EXTRACTED MATERIAL →
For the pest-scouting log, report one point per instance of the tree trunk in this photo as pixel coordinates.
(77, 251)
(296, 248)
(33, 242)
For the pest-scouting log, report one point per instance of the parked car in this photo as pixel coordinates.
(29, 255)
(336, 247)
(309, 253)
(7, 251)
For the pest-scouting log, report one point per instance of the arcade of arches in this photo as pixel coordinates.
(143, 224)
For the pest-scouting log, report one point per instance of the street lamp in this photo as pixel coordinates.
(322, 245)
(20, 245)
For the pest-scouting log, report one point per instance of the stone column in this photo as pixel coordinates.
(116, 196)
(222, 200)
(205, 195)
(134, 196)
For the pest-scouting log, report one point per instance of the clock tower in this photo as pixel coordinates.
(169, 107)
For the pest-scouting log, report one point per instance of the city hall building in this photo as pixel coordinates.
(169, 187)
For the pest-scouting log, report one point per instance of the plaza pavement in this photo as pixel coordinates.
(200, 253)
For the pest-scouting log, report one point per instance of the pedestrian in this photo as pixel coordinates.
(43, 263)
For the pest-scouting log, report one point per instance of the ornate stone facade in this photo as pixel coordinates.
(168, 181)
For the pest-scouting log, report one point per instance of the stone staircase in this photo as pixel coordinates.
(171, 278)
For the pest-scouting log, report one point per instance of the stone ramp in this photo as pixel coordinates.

WHAT YOU NEED TO DO → Copy all of the material above word for word, from the first line to the last, keeping every line in its original order.

THE COMPLETED TASK →
For the pest-scouting log, report one point per instance of the tree trunk in this photo as pixel coordinates.
(77, 251)
(296, 248)
(33, 242)
For the pest-scouting log, report one point per instance of the parked car in this photo as pixel coordinates.
(29, 255)
(336, 247)
(309, 253)
(7, 251)
For the pest-scouting log, report one point per instance of the arcade of arches in this photo as pixel coordinates.
(143, 224)
For the pest-scouting log, report one point per instance of the street lamp in this photo as pixel coordinates.
(322, 245)
(20, 245)
For the pest-scouting log, report one point per instance of the stone column in this photo as pixel coordinates.
(116, 196)
(222, 200)
(205, 195)
(134, 196)
For the pest-scouting log, report one point per instance of the clock tower in this photo as pixel coordinates.
(169, 107)
For the pest-scouting log, report one point per instance of the city hall building in this photo as pixel coordinates.
(169, 187)
For the pest-scouting log, report one point per instance of the plaza pavement in this photo as pixel coordinates.
(200, 253)
For the pest-scouting log, report one point per instance of the pedestrian in this photo as pixel coordinates.
(43, 263)
For the pest-scouting log, report one point per instance of the ornate stone facade in this photo as pixel coordinates.
(168, 181)
For the pest-scouting log, report one point per instance of the stone staircase in this photo as pixel coordinates.
(171, 278)
For the pest-scouting log, report one point per instance of the stone ramp in this photo as pixel coordinates.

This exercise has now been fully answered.